## Ce qu'il faut faire
Recopiez, dans la critique sur ce Boris, le passage qui commence par les mots contenant "Cette approche du" et se termine par "larmes de rage.".

::: Le texte

Cette approche du Boris est complètement autre. Le frisson vient certes, mais il vient essentiellement d’une tension quelquefois insupportable née d’un parti pris d’objectivité qui finit par créer du malaise : un Boris en version Sachlichkeit. Je me suis plusieurs fois retrouvé au bord des larmes, dressé sur mon fauteuil, non pas des larmes cathartiques, mais  de ces larmes qui vous viennent parce que vous êtes enfermé à ne pas pouvoir vous en sortir, des larmes de rage.
Tout en collant à ce que dit Bieito, tout en adhérant à cette vision qui place Poutine et Sarkozy comme premiers guignols politiques (bientôt suivis de tous les autres, de Blair à Hollande), Petrenko propose une vision de ce Mussorgski première version (1869) particulièrement rèche, avec des sons coupants, des interventions sonores brutales et sèches, notamment des vents (bois, cuivres), et quand il le faut un son plein, immense, en expansion, mais jamais attendri sur lui même, jamais complaisant, jamais éclatant ou rutilant (c’est toute la différence avec un Nagano qui concédait un doigt de rutilance). Cette version de 1869 est une version brute, sans concessions, peu gracieuse, mais puissante, mais inquiétante, mais profondément pessimiste. Il fait ainsi parler l’orchestre avec cette ironie et ce sarcasme qu’on voit quelquefois chez Mahler, notamment dans la 7ème, la moins populaire, la plus nocturne, ou le Rondo Burleske de la neuvième, celle de la mort.

::::::
::: Les lignes

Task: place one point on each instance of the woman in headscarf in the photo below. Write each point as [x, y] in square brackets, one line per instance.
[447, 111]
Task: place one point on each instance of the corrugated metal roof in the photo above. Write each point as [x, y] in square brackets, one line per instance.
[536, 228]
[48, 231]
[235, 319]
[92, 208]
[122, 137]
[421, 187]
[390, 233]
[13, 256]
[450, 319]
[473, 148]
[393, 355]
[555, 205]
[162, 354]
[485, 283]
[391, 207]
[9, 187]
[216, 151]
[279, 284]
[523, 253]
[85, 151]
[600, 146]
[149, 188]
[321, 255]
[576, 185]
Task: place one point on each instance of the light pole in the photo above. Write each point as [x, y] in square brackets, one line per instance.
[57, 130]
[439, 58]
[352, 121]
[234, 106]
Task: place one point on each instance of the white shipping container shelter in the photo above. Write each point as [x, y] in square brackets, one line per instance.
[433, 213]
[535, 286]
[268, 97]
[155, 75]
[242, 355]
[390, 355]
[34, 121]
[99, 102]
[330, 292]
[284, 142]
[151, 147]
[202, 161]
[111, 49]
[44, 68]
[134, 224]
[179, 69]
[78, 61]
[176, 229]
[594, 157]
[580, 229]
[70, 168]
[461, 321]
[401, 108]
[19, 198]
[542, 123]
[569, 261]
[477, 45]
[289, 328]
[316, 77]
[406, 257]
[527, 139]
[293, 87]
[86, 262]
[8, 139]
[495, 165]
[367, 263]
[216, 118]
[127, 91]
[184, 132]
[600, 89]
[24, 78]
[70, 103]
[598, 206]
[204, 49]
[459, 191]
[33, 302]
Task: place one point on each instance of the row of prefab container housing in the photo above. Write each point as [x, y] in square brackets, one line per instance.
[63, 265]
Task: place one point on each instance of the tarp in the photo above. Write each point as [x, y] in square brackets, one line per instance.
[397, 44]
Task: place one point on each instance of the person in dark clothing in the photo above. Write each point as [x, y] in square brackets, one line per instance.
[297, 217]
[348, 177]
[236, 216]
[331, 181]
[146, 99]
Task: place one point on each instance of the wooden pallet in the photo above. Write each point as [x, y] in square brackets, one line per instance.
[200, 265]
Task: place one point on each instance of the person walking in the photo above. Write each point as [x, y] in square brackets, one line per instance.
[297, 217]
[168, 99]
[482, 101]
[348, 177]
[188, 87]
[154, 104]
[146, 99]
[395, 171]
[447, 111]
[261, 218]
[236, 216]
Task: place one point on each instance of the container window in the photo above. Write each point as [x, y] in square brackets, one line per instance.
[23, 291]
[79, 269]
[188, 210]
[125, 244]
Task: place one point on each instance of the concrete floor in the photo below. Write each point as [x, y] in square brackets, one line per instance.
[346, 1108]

::::::

## La réponse
Cette approche du Boris est complètement autre. Le frisson vient certes, mais il vient essentiellement d’une tension quelquefois insupportable née d’un parti pris d’objectivité qui finit par créer du malaise : un Boris en version Sachlichkeit. Je me suis plusieurs fois retrouvé au bord des larmes, dressé sur mon fauteuil, non pas des larmes cathartiques, mais  de ces larmes qui vous viennent parce que vous êtes enfermé à ne pas pouvoir vous en sortir, des larmes de rage.